Can you set down, word for word, the part of the passage on mid-stream failures below starting with "3. Token limit" and going on through "than silently truncating."?

▶ [Document passage]:
──────────
Handling Mid-Stream Failures
This is where most implementations cut corners and regret it. Three failure modes you need to handle explicitly:
1. The stream breaks mid-token Network interruptions can drop the connection after partial output. Buffer accumulated tokens server-side so you can log what was delivered versus what was generated. This matters for debugging and for billing reconciliation.
2. The user cancels the request
When a client disconnects, your generator keeps running and burning tokens unless you check for disconnection. In FastAPI, use request.is_disconnected() inside your generator loop:
async def token_stream(prompt: str, request: Request):
async with client.chat.completions.create(..., stream=True) as stream:
async for chunk in stream:
if await request.is_disconnected():
break # Stop generating; don't waste tokens
delta = chunk.choices[0].delta.content
if delta:
yield f"data: {json.dumps({'token': delta})}\n\n"
3. Token limit hit mid-response
Check chunk.choices[0].finish_reason. A value of "length" means the model hit max_tokens and stopped — not a network error, but an incomplete response. Surface this to the client so it can show a "response was cut off" indicator rather than silently truncating.
──────────
▶ [Provided material]:
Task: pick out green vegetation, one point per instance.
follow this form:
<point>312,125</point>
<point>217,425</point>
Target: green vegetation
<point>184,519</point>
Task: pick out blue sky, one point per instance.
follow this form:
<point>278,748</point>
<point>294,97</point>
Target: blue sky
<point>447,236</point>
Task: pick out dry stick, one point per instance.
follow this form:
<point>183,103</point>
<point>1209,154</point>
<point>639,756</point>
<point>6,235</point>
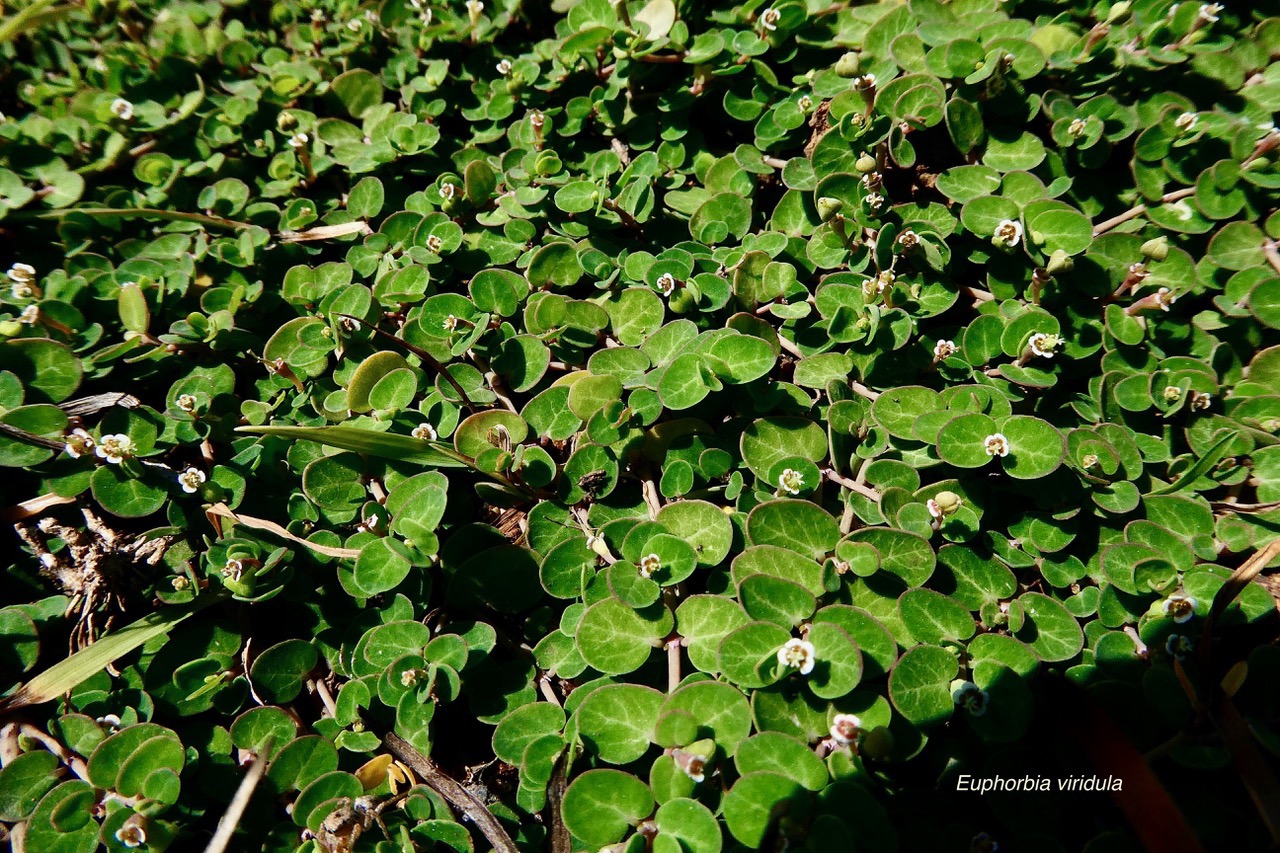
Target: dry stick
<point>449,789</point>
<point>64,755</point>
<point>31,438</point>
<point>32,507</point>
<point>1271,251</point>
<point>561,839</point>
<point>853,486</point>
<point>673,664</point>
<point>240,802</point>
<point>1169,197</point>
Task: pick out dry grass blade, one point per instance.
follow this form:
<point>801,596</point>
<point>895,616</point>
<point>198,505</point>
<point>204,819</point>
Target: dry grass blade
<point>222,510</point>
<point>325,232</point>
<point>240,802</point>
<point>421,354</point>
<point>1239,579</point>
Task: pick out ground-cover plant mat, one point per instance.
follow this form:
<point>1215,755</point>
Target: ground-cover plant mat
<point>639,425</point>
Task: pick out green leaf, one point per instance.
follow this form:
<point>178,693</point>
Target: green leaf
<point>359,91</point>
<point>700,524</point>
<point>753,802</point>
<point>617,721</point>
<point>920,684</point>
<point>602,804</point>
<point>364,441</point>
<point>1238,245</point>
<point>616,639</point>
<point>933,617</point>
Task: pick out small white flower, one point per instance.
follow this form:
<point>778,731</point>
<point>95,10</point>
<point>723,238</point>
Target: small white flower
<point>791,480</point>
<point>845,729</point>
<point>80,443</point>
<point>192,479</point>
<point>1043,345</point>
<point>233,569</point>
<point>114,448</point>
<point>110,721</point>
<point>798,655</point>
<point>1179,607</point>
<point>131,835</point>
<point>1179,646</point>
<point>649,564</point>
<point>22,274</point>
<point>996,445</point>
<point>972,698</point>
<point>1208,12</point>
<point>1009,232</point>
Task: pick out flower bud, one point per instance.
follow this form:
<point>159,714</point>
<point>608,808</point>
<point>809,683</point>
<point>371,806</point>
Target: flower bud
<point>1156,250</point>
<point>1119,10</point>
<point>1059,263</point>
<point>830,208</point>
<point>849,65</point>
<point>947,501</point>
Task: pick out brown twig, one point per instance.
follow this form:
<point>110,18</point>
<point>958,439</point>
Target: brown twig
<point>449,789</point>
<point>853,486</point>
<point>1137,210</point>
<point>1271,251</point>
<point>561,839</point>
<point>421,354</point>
──────────
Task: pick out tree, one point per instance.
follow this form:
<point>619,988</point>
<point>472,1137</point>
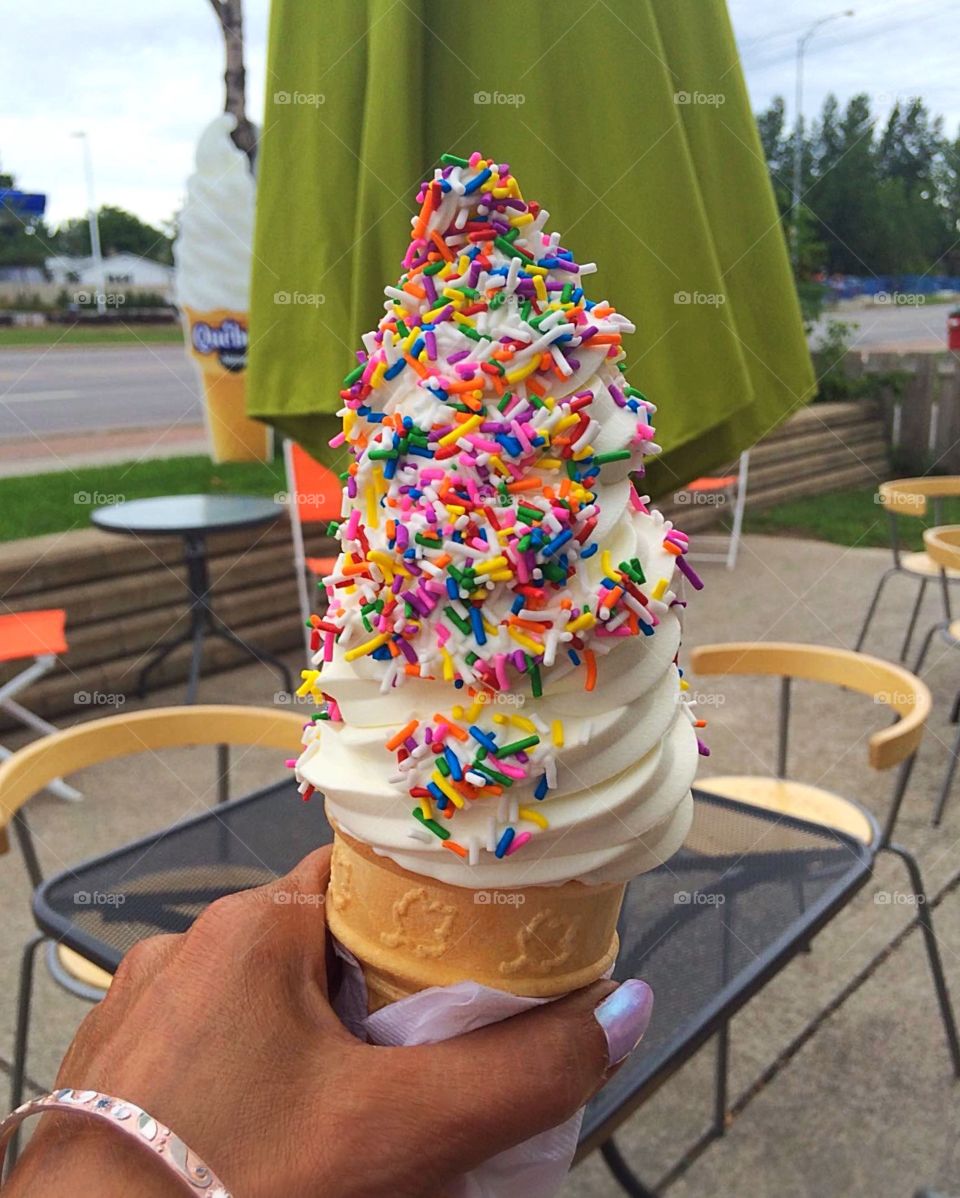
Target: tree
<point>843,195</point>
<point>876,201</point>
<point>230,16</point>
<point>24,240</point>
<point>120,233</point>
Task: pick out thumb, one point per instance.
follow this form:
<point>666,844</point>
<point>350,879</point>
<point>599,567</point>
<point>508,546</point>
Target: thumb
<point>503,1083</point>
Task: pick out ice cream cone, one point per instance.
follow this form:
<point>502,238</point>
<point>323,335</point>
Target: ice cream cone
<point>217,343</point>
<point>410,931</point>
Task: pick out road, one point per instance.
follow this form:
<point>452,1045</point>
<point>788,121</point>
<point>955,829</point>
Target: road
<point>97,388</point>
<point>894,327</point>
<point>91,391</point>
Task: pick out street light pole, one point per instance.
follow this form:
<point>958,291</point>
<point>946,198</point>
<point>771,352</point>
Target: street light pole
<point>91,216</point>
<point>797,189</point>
──────────
▶ [Expected output]:
3. Token limit hit mid-response
Check chunk.choices[0].finish_reason. A value of "length" means the model hit max_tokens and stopped — not a network error, but an incomplete response. Surface this to the client so it can show a "response was cut off" indicator rather than silently truncating.